------ Data

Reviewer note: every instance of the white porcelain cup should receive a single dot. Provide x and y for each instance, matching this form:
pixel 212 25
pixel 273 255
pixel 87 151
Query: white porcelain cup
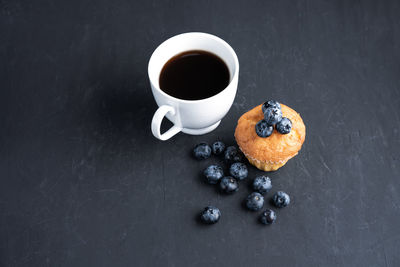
pixel 191 116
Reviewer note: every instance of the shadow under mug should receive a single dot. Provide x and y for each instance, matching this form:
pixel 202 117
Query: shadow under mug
pixel 194 117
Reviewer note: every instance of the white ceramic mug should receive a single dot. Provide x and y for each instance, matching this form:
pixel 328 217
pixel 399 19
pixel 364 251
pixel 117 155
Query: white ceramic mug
pixel 191 116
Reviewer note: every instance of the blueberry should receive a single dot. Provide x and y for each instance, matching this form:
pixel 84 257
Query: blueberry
pixel 263 129
pixel 254 201
pixel 280 199
pixel 270 103
pixel 273 115
pixel 262 184
pixel 202 151
pixel 210 215
pixel 268 217
pixel 284 126
pixel 238 170
pixel 232 154
pixel 228 185
pixel 218 147
pixel 213 174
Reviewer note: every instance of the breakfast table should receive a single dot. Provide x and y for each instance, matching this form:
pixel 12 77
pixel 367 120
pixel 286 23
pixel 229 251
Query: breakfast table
pixel 83 181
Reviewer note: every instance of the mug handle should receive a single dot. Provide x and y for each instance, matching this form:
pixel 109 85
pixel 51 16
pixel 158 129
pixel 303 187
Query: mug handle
pixel 156 123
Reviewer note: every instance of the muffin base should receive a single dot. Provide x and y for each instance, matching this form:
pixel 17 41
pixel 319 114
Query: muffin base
pixel 266 166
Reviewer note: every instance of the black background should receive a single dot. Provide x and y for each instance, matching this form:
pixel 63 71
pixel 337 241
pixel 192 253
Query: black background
pixel 84 183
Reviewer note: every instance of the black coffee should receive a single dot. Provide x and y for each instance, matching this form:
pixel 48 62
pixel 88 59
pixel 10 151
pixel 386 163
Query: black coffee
pixel 194 75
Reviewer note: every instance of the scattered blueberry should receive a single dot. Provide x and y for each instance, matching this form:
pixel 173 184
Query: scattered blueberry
pixel 228 185
pixel 213 174
pixel 218 147
pixel 263 129
pixel 273 115
pixel 262 184
pixel 254 201
pixel 202 151
pixel 281 199
pixel 238 170
pixel 232 154
pixel 270 103
pixel 284 126
pixel 268 217
pixel 210 215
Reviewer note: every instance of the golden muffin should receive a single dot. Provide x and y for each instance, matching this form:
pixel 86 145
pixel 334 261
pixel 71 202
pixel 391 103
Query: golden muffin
pixel 269 153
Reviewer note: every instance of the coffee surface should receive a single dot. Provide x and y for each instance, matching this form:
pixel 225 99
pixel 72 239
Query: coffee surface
pixel 194 75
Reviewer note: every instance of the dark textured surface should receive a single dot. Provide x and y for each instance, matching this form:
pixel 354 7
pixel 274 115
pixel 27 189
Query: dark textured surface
pixel 84 183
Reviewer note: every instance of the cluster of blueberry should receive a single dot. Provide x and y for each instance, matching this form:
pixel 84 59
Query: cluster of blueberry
pixel 229 184
pixel 272 117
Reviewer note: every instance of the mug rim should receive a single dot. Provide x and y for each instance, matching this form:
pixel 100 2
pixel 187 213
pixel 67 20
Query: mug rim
pixel 224 43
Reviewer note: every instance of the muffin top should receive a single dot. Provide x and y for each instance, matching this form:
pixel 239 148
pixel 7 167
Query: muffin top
pixel 275 148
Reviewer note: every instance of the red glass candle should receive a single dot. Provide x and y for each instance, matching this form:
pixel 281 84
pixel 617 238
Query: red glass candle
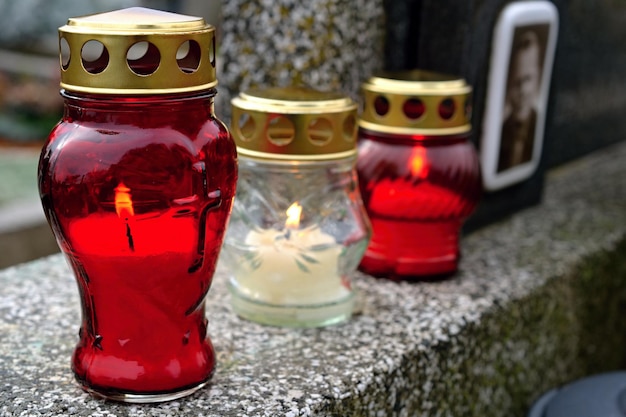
pixel 418 172
pixel 137 183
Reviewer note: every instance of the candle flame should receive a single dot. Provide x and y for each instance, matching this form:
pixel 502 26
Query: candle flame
pixel 123 201
pixel 293 216
pixel 417 163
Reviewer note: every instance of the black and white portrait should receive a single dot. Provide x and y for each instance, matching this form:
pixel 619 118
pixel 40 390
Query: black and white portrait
pixel 521 64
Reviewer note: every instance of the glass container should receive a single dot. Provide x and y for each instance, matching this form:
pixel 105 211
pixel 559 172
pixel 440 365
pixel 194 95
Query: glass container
pixel 137 182
pixel 298 228
pixel 418 171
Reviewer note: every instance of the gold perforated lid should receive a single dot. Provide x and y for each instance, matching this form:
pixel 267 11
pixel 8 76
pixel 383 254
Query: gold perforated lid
pixel 294 123
pixel 416 102
pixel 137 51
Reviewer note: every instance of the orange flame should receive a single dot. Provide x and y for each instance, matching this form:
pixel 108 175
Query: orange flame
pixel 417 163
pixel 293 216
pixel 123 202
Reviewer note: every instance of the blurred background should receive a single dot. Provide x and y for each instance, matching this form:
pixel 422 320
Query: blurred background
pixel 330 45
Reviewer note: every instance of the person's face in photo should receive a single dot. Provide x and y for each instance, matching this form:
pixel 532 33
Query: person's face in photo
pixel 524 80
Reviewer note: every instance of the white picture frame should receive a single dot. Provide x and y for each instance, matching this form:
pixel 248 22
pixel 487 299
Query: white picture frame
pixel 522 56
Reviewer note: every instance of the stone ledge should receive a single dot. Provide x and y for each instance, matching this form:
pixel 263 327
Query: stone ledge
pixel 538 302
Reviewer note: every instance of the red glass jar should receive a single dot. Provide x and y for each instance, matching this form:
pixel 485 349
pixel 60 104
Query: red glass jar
pixel 418 173
pixel 137 183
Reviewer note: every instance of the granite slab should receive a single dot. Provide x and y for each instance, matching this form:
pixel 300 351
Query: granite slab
pixel 485 342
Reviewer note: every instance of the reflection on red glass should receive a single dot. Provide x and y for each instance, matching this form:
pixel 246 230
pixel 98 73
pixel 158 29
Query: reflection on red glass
pixel 138 192
pixel 418 191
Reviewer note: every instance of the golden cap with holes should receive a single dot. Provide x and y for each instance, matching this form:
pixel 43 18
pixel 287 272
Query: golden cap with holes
pixel 294 123
pixel 137 51
pixel 416 103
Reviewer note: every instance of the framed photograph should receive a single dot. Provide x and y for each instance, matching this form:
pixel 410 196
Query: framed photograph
pixel 524 40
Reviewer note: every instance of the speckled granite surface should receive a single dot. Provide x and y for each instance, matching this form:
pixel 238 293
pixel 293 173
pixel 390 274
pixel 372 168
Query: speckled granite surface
pixel 539 301
pixel 331 45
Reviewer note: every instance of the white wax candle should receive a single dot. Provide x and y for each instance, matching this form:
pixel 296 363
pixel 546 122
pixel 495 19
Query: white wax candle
pixel 293 267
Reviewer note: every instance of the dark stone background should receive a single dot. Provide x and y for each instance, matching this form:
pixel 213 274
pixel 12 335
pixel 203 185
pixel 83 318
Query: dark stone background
pixel 587 104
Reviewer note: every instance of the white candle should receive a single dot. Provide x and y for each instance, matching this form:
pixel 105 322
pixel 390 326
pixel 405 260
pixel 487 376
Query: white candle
pixel 292 267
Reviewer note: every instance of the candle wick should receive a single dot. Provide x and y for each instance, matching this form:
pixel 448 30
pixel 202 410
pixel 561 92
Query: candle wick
pixel 129 235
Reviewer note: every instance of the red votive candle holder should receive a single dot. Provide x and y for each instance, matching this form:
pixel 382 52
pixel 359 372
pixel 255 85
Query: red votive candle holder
pixel 137 182
pixel 418 172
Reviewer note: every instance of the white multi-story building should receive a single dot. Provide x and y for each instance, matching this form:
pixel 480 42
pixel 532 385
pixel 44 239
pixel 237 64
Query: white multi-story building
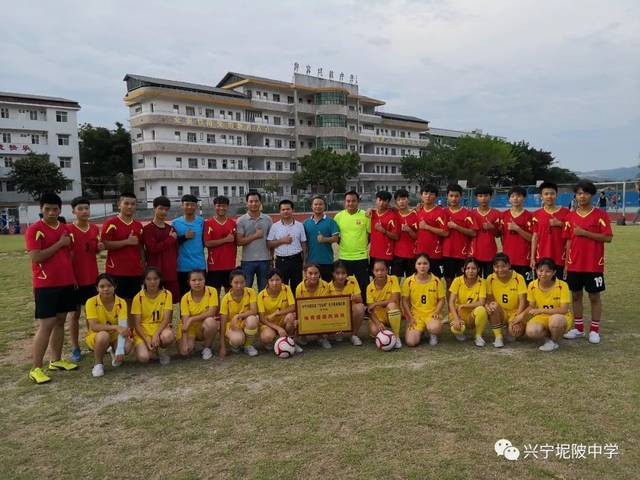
pixel 248 131
pixel 34 123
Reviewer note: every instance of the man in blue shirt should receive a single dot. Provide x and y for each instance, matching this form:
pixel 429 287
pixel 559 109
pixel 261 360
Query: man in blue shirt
pixel 322 232
pixel 190 229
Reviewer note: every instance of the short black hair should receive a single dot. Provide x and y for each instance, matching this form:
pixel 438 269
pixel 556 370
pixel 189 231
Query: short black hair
pixel 454 187
pixel 50 199
pixel 550 185
pixel 517 190
pixel 401 193
pixel 586 186
pixel 383 195
pixel 80 201
pixel 161 202
pixel 189 198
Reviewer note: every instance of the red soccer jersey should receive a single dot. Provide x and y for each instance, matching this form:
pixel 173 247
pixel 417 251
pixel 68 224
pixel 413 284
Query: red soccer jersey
pixel 124 261
pixel 483 245
pixel 457 244
pixel 513 244
pixel 585 254
pixel 428 242
pixel 381 245
pixel 405 246
pixel 84 249
pixel 222 257
pixel 550 239
pixel 161 249
pixel 57 270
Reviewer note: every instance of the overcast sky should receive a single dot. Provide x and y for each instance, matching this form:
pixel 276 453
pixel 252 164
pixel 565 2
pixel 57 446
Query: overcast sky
pixel 563 75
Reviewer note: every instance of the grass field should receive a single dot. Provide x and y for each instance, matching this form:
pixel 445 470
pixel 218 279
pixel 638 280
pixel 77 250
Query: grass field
pixel 343 413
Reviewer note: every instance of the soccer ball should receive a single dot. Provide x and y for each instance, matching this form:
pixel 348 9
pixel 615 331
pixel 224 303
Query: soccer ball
pixel 385 340
pixel 284 347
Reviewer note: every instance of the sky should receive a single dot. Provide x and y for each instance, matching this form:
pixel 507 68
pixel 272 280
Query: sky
pixel 561 75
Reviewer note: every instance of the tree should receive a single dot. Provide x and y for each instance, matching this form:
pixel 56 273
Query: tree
pixel 35 174
pixel 105 158
pixel 325 171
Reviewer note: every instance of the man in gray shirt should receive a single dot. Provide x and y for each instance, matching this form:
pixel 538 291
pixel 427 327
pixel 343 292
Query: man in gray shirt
pixel 251 233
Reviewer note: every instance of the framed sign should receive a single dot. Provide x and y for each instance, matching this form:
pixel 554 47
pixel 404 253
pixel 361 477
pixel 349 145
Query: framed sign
pixel 323 314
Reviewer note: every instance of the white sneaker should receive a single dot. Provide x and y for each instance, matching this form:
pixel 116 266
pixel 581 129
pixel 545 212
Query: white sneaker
pixel 573 334
pixel 251 351
pixel 207 353
pixel 97 370
pixel 549 346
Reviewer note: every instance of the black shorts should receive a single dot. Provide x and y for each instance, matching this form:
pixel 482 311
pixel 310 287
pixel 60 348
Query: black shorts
pixel 592 282
pixel 127 286
pixel 51 301
pixel 84 293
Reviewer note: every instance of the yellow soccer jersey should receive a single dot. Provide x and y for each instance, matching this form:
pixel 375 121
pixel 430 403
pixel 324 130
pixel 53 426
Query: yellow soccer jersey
pixel 350 288
pixel 424 296
pixel 151 309
pixel 267 304
pixel 191 308
pixel 507 294
pixel 95 310
pixel 230 307
pixel 466 294
pixel 321 291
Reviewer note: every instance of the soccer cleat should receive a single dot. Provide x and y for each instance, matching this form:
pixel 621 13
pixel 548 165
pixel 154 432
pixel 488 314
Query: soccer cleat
pixel 573 334
pixel 549 346
pixel 206 353
pixel 38 376
pixel 62 365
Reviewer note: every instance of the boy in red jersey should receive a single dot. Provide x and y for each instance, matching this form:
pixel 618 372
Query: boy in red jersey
pixel 404 250
pixel 85 246
pixel 547 223
pixel 462 228
pixel 122 238
pixel 483 245
pixel 432 229
pixel 220 240
pixel 516 234
pixel 586 229
pixel 161 246
pixel 385 230
pixel 48 244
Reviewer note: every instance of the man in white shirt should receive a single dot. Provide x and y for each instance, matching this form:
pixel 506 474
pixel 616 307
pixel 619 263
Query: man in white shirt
pixel 289 240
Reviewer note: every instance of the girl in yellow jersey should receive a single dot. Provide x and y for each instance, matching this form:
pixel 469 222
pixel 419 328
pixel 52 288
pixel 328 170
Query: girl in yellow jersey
pixel 466 303
pixel 313 286
pixel 549 299
pixel 383 302
pixel 423 297
pixel 152 309
pixel 239 316
pixel 277 308
pixel 506 299
pixel 104 312
pixel 198 309
pixel 342 284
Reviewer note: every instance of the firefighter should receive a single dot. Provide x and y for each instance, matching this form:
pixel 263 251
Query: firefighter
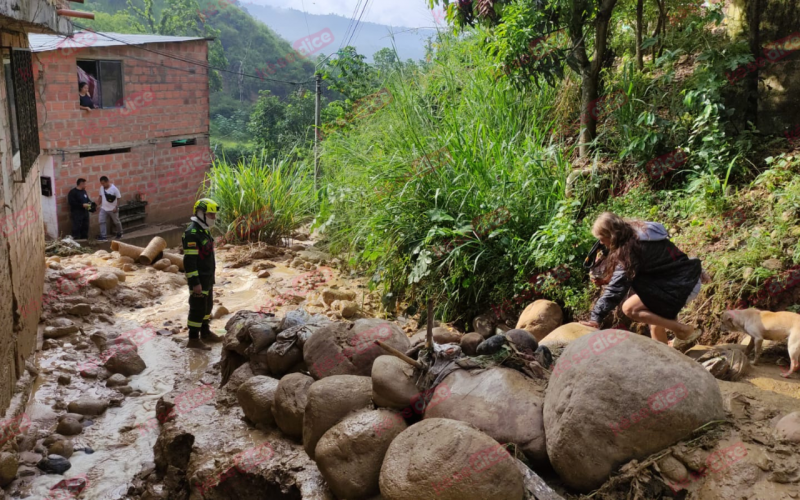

------------

Exercise instructions
Write out again every line from the one containing "Reviewer note: every instance of the man in white" down to the one containing "pixel 289 240", putting "gray shirt" wherever "white shirt" appears and changing nothing else.

Answer
Reviewer note: every instance of the man in gray shirt should receive a single dot. Provide x and y for each instance, matching this form:
pixel 506 474
pixel 616 307
pixel 619 263
Query: man in gray shirt
pixel 289 240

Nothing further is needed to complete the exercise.